(Stored entries)
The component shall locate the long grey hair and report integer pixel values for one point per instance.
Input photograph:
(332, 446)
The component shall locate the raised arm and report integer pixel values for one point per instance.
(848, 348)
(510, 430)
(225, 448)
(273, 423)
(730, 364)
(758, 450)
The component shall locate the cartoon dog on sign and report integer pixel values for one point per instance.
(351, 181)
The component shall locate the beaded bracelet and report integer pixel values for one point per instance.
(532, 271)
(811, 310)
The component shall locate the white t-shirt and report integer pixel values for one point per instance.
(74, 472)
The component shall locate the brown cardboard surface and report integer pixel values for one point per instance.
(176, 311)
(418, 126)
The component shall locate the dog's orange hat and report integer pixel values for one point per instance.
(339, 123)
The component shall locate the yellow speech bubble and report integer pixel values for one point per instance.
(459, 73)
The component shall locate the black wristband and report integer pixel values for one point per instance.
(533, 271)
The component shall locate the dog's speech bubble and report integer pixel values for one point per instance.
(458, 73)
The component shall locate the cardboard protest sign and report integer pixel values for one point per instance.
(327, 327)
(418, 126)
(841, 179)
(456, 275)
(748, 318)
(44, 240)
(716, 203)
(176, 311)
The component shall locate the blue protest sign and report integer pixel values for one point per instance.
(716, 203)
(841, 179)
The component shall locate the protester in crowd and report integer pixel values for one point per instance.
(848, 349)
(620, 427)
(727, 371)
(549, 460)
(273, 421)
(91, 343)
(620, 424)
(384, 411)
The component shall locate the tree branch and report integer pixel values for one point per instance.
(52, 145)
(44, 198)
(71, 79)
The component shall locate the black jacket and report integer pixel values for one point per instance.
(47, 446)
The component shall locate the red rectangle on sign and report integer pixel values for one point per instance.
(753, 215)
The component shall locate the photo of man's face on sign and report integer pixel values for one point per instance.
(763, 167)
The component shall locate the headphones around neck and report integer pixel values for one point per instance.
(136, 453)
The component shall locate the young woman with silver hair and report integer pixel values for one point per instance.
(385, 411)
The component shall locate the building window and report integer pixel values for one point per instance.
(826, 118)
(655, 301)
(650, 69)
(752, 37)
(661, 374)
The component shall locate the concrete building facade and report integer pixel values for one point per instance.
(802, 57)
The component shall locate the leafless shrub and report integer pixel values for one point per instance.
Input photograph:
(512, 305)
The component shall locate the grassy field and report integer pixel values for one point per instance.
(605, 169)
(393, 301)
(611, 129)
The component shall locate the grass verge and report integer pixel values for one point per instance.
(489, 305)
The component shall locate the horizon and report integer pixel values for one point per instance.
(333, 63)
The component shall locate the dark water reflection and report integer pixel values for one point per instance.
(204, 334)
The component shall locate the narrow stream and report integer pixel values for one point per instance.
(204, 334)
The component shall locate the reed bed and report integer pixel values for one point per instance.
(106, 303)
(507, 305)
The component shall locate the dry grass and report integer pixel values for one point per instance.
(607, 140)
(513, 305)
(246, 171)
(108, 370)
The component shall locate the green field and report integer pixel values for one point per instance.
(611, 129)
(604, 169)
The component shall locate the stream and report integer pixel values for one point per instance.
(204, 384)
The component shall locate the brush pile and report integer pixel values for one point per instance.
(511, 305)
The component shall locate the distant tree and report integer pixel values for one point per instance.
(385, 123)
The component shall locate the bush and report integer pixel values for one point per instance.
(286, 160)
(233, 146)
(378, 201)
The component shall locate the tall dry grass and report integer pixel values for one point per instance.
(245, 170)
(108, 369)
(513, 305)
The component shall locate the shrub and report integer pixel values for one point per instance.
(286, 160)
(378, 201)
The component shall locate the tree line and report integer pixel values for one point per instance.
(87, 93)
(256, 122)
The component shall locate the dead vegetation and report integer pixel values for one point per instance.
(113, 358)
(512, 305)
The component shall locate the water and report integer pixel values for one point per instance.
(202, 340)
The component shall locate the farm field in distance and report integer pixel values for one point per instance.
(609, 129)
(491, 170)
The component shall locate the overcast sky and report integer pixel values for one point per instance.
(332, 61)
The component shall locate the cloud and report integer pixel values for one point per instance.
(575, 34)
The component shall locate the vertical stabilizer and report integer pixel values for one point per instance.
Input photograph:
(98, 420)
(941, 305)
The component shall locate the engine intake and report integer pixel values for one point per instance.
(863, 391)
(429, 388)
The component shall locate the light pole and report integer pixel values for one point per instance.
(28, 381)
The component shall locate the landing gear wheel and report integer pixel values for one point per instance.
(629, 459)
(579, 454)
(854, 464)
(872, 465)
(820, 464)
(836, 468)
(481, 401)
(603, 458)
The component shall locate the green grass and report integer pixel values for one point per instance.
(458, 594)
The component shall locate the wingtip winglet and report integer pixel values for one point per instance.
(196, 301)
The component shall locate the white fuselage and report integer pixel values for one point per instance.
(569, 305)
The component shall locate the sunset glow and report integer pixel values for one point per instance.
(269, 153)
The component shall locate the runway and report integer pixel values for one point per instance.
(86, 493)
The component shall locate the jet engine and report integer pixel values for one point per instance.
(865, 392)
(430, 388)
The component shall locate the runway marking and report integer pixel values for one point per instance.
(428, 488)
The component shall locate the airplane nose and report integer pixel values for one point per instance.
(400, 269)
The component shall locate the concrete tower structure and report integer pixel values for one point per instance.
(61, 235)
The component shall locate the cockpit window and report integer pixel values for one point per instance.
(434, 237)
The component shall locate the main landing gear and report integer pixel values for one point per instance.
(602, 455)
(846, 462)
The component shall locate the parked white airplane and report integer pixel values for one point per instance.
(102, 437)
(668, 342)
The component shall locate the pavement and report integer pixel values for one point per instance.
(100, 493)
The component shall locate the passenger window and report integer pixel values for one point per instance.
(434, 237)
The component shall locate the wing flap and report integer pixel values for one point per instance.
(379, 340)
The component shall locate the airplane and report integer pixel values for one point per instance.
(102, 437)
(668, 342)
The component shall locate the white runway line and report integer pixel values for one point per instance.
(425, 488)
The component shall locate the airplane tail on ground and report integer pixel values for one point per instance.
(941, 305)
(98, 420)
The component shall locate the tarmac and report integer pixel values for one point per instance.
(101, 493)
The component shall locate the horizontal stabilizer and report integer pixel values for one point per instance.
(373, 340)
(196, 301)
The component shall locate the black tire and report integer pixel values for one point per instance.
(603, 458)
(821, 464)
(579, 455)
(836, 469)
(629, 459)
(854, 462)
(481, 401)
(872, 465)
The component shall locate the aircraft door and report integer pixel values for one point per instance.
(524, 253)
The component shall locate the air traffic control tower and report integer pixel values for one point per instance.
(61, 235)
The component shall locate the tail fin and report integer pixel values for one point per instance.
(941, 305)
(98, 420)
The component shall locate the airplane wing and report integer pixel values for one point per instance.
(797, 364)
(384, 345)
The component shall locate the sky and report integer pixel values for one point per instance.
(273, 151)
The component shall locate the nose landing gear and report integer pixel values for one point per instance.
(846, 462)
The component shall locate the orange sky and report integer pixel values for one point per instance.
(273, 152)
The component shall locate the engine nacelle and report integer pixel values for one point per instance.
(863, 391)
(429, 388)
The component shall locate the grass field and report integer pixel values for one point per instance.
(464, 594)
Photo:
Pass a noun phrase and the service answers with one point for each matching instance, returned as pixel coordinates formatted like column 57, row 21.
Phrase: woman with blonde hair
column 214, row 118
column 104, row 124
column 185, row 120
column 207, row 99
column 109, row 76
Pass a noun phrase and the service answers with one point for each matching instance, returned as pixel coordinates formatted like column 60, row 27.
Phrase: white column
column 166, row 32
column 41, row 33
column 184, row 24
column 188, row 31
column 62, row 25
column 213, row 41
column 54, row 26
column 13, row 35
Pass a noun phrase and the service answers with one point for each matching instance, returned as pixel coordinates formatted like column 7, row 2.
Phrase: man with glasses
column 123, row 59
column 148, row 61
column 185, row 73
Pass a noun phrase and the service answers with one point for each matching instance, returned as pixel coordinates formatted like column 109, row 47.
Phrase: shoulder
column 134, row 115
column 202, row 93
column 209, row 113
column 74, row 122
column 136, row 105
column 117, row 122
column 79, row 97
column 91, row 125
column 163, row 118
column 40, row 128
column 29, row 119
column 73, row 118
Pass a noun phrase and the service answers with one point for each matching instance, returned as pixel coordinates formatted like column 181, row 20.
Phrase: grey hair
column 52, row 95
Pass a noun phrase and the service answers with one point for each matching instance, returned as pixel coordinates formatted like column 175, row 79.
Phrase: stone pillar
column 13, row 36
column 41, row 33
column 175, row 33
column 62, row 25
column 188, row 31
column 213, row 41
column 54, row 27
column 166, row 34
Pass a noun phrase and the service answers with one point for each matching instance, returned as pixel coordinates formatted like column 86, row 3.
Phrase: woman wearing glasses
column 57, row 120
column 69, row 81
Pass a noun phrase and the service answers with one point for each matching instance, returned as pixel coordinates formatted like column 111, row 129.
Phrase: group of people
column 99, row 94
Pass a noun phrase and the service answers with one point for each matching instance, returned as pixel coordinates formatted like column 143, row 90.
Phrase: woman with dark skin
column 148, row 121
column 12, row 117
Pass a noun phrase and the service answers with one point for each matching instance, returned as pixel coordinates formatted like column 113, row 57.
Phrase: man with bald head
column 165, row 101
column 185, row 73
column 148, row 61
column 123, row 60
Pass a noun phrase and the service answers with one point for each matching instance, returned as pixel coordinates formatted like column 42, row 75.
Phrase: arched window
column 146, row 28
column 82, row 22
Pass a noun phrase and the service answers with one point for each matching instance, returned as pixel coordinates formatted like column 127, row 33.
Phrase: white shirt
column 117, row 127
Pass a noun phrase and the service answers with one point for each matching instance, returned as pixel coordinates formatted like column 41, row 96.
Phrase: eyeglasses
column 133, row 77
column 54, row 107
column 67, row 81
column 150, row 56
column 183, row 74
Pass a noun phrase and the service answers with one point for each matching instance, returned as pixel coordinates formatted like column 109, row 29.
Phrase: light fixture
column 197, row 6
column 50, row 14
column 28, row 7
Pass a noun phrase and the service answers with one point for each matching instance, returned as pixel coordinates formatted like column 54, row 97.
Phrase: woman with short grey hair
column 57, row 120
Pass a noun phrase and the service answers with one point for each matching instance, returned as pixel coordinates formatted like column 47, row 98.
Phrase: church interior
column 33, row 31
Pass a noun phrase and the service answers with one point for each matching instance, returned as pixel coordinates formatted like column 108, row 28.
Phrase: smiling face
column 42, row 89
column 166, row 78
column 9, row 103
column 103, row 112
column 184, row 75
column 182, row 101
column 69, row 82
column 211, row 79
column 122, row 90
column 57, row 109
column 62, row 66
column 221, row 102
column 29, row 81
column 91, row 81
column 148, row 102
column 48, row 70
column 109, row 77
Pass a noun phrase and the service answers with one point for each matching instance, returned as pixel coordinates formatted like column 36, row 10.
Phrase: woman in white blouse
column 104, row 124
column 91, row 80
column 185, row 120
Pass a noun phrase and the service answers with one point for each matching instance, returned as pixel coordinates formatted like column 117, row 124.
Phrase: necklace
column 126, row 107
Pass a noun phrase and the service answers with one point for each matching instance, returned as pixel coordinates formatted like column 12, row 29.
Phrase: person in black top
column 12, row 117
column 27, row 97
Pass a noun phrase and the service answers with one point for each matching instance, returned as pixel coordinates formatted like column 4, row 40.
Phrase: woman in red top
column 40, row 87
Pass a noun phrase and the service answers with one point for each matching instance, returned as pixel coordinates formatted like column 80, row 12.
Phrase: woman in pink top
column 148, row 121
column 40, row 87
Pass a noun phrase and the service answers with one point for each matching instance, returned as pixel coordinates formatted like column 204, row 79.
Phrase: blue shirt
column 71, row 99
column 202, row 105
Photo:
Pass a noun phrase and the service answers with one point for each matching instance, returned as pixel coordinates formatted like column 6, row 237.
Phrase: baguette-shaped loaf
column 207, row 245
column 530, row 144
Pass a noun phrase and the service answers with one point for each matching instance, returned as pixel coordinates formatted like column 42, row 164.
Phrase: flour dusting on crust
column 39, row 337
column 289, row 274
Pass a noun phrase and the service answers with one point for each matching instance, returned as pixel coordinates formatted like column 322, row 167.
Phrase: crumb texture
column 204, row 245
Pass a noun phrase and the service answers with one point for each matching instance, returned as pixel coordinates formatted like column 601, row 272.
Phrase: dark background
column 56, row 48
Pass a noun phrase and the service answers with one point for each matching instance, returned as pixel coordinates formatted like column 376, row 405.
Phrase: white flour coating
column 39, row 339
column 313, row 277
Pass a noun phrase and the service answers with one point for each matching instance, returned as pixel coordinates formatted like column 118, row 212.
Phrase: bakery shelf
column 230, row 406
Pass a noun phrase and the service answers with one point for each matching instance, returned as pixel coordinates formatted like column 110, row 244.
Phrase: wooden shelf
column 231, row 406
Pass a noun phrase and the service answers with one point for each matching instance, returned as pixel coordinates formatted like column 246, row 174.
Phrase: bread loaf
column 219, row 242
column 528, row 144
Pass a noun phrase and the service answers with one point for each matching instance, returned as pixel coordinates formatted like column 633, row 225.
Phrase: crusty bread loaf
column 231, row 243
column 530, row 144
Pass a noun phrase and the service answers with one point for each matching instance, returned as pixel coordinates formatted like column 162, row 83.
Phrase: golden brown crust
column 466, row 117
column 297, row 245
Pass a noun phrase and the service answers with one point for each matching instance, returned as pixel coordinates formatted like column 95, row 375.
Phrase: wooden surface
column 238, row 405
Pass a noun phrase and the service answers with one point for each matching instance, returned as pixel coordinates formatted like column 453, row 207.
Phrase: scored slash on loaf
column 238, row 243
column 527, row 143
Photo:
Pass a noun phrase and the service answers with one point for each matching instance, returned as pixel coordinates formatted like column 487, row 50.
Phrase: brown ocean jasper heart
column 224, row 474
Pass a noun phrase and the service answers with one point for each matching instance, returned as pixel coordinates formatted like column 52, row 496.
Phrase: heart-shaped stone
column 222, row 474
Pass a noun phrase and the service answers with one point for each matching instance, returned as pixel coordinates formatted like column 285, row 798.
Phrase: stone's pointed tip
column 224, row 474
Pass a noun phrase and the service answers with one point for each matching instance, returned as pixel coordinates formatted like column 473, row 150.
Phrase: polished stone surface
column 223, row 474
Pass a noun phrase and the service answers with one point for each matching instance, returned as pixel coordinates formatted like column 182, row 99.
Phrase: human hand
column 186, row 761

_TASK REQUIREMENTS_
Reproduce the lines of the entries above exactly, but only from the line containing "162, row 83." through the final line.

_TASK OUTPUT_
Pass a noun phrase and the service answers with one point for each matching instance, returned as pixel coordinates formatted like column 162, row 83.
Phrase: golden brown crust
column 466, row 117
column 297, row 245
Pass a noun phrase and the service answers with one point for each matching instance, returned as pixel coordinates formatted like column 95, row 375.
Phrase: wooden surface
column 238, row 405
Pass a noun phrase and the service answers with one point for each matching instance, returned as pixel coordinates formatted like column 453, row 207.
Phrase: scored slash on loaf
column 238, row 243
column 527, row 143
Photo:
Pass a noun phrase and the service answers with one point for each matching instance, returned as pixel coordinates formatted like column 487, row 50.
Phrase: brown ocean jasper heart
column 224, row 474
Pass a noun phrase and the service answers with one point for each matching instance, returned as pixel coordinates formatted like column 52, row 496.
Phrase: heart-shaped stone
column 222, row 474
Pass a noun phrase and the service answers with one point for each matching instance, returned as pixel coordinates formatted like column 285, row 798.
Phrase: stone's pointed tip
column 224, row 474
Pass a noun phrase and the service answers with one point for each matching instance, returned as pixel coordinates formatted like column 473, row 150.
Phrase: polished stone surface
column 223, row 474
Pass a noun phrase and the service answers with one point for each matching instance, returned as pixel coordinates formatted like column 182, row 99.
Phrase: human hand
column 186, row 761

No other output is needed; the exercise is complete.